EXERCISE INSTRUCTIONS: Would you copy out the following entries exactly, without any of the pictures?

**** EXTRACTED RECORDS

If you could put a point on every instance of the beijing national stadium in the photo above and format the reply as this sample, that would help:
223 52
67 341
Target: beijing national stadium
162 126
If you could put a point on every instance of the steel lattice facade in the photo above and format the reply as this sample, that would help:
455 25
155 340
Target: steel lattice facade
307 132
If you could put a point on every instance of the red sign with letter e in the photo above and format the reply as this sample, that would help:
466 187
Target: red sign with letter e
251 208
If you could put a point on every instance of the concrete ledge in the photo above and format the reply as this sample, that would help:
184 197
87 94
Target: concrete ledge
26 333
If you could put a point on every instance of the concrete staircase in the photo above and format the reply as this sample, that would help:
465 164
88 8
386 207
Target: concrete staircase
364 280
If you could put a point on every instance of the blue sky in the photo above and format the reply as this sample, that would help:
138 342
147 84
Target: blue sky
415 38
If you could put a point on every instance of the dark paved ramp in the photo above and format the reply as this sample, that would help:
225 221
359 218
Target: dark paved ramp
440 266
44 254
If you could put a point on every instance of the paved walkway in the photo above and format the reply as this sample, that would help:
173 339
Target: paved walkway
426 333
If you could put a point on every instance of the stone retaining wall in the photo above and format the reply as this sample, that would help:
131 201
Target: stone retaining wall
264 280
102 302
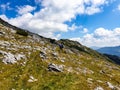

********

EXPECTED ANSWER:
If you could put a point on every instance of the beijing national stadium in the photo above and format the reply as this sample, that would help:
223 52
67 341
Target: beijing national stadium
162 126
If you could put a point on every instance of the steel lattice facade in the photo above and format the reply as this sample, that would help:
455 25
155 340
Target: steel lattice facade
307 132
If you could put a point on every instance of the red sign with letter e in the photo above and format the reply as this sample, that would help:
466 187
Target: red sign with letter e
251 208
If you could put a point on every instance of the concrete ledge in the photo above and format the reply as this sample, that would help:
184 197
87 94
Target: concrete ledge
26 333
If you could put a point on every instance of the concrete staircase in the photo above and format the reply as this sample, that would help:
465 164
88 8
386 207
Target: concrete staircase
364 280
If you could put a point on every instance of the blue sky in the photo above and format the reply as this sample, that would help:
138 342
147 84
Target: blue sky
415 38
If you could put a point on every instance of the dark paved ramp in the photo above and format the reply as this sample, that would help:
225 221
359 218
Target: dark paved ramp
440 266
44 254
If you could put a point on every instance of the paved walkway in the photo above and format the reply as this sample, that would help:
173 339
Target: paved walkway
426 333
If you could put a point on every instance of the stone retaining wall in the photo above and format the reply as this sample, that would help:
131 201
Target: stone retaining wall
264 280
102 302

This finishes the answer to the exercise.